Copy out, in full, each line in the entries below that contains the word "bench".

_____

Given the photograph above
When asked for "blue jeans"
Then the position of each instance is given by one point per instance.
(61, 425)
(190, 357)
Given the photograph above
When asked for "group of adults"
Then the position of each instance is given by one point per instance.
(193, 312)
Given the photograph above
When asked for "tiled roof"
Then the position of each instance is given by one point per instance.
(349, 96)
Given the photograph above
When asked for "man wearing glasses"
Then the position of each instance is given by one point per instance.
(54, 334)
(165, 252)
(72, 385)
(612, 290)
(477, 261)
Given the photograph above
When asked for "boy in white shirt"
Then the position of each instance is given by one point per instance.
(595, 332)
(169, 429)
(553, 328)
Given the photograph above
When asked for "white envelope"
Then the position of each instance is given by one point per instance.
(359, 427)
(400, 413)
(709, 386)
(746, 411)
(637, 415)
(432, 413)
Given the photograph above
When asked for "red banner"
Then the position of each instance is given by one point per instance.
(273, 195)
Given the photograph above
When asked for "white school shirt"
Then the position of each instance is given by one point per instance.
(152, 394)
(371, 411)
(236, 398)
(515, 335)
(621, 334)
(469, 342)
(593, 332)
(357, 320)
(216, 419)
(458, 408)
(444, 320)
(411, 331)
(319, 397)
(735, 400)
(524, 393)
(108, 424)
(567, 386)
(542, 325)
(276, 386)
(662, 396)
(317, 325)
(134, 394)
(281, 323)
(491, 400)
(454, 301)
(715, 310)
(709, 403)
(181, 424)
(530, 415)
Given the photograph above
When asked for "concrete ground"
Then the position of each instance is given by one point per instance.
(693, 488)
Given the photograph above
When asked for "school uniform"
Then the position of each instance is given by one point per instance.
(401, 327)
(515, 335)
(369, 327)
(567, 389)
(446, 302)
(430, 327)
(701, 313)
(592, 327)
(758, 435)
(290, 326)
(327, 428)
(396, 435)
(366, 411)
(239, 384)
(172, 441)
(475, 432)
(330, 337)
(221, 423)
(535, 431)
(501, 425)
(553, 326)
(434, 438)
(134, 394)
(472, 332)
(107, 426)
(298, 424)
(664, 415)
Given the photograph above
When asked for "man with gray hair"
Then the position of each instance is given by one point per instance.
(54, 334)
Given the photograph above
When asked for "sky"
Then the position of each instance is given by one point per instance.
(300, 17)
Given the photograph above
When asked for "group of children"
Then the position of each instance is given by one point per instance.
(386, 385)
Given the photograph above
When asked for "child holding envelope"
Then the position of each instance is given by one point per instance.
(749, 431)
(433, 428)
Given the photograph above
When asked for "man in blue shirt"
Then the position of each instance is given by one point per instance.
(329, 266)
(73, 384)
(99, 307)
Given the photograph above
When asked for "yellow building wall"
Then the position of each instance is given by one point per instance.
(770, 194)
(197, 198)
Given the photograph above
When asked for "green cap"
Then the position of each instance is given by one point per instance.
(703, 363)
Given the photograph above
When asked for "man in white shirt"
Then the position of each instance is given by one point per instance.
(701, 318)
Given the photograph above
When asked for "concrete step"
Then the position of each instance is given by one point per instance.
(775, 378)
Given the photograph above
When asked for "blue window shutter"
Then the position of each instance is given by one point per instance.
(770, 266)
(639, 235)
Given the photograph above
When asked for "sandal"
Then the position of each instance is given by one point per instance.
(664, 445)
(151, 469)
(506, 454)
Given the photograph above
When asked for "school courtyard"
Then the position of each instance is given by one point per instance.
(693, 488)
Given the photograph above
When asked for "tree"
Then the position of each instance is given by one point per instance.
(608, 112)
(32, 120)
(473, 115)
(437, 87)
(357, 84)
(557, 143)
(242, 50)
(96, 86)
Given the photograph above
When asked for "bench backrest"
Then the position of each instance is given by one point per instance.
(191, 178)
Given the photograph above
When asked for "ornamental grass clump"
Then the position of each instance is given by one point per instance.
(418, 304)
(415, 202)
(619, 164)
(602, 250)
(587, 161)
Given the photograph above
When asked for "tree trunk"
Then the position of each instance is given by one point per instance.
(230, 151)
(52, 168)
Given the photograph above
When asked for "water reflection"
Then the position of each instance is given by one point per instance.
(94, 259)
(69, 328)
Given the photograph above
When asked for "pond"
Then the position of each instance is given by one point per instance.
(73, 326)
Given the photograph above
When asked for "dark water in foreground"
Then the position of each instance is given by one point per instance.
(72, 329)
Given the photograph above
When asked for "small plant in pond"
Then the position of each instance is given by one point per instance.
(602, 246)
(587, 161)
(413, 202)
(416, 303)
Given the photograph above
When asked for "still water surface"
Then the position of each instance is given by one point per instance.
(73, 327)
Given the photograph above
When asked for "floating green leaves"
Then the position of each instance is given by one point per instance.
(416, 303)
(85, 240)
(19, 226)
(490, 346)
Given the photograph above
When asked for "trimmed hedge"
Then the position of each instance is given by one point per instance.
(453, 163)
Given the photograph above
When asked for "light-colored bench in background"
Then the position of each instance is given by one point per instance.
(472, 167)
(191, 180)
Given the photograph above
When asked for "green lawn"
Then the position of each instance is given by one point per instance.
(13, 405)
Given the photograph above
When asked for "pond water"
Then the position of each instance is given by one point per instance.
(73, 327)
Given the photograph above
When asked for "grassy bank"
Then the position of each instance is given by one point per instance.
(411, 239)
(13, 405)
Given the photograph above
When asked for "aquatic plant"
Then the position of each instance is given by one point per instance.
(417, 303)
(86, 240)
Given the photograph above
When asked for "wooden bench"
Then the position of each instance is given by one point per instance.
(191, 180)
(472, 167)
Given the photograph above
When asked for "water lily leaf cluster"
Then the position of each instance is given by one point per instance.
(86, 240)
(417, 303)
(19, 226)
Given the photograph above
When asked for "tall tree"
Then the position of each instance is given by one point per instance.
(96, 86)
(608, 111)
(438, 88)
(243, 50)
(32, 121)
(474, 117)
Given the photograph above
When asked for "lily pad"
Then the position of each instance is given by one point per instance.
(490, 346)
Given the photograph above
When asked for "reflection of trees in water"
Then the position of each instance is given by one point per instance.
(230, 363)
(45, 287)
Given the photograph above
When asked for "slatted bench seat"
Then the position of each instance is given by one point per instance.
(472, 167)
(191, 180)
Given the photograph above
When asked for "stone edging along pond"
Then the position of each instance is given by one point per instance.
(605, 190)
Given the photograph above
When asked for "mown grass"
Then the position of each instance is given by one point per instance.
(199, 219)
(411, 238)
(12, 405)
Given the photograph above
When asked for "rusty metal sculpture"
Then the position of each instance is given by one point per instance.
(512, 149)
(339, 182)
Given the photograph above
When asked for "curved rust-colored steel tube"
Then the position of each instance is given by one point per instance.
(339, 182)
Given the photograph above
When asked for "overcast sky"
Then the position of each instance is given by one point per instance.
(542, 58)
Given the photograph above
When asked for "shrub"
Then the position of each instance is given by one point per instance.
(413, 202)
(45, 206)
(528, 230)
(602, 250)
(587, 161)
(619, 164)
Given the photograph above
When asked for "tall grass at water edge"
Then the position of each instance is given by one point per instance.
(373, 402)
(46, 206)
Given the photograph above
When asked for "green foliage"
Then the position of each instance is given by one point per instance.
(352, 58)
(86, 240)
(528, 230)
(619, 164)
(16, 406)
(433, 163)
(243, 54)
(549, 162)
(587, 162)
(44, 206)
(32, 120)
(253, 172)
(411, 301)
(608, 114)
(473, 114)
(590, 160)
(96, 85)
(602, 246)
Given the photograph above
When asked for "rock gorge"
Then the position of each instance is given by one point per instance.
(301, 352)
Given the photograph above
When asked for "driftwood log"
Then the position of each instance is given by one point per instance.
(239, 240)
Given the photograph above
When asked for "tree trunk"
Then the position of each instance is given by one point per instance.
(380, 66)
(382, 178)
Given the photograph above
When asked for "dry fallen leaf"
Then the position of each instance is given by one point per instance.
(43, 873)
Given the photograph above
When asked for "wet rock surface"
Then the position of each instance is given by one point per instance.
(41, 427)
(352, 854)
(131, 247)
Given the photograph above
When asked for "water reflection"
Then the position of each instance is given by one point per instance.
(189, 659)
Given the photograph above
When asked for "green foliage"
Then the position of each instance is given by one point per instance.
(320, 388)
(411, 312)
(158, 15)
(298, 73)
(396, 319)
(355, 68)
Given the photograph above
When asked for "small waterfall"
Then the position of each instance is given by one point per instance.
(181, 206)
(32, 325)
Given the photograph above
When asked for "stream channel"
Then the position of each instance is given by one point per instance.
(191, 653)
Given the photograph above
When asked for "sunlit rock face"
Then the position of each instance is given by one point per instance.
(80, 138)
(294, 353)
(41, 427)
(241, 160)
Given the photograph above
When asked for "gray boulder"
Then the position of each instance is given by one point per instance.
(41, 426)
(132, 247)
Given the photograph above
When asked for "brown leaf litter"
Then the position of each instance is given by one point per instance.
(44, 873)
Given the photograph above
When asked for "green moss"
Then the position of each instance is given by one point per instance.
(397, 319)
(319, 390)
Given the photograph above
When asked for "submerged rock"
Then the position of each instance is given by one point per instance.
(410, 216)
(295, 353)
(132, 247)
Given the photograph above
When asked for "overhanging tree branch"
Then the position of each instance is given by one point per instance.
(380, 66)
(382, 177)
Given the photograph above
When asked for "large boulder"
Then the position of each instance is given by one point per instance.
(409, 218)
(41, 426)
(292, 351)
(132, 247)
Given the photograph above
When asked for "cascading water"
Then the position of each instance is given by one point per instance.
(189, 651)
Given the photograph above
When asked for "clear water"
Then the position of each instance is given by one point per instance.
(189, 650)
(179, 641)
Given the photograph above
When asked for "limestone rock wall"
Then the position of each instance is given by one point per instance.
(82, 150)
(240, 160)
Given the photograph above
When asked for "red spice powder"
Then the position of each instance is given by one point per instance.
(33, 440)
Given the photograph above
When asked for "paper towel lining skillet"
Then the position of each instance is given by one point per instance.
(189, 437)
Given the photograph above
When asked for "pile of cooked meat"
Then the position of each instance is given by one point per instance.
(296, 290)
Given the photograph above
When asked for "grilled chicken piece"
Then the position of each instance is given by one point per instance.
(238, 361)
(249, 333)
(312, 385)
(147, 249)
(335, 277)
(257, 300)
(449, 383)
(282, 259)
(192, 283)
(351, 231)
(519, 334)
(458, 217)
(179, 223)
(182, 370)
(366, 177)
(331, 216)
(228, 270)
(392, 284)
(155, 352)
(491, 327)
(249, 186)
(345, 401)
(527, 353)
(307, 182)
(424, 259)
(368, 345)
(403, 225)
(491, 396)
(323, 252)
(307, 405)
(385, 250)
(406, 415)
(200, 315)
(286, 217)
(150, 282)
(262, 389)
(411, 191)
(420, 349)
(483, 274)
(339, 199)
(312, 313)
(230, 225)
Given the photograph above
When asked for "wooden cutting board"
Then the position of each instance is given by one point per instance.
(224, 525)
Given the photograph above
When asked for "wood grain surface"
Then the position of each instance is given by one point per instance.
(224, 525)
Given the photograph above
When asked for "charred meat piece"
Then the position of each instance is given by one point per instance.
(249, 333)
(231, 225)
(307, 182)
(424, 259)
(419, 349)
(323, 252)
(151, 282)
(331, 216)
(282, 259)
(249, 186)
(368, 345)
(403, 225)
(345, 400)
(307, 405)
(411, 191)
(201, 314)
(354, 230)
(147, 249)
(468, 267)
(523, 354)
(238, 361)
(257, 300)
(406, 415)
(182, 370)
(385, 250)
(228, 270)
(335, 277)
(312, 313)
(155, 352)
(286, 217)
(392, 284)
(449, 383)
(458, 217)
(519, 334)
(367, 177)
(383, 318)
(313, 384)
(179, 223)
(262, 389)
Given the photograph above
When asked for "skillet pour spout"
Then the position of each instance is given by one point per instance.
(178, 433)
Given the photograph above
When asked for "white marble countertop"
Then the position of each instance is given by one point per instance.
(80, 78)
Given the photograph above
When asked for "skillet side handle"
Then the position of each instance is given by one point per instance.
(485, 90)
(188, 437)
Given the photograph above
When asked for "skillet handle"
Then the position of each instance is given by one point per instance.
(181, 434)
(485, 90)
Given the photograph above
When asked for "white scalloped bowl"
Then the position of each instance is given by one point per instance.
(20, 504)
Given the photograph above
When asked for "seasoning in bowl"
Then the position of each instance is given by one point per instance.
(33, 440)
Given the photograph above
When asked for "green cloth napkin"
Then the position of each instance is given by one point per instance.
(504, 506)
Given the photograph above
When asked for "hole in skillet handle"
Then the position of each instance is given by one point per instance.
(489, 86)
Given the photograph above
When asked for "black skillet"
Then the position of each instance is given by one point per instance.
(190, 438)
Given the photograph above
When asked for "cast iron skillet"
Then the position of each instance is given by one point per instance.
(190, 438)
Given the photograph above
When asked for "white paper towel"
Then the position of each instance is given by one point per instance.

_____

* Finished answer:
When asked for "bench backrest"
When asked for "light-colored bench in background"
When asked for "wooden bench"
When asked for "slatted bench seat"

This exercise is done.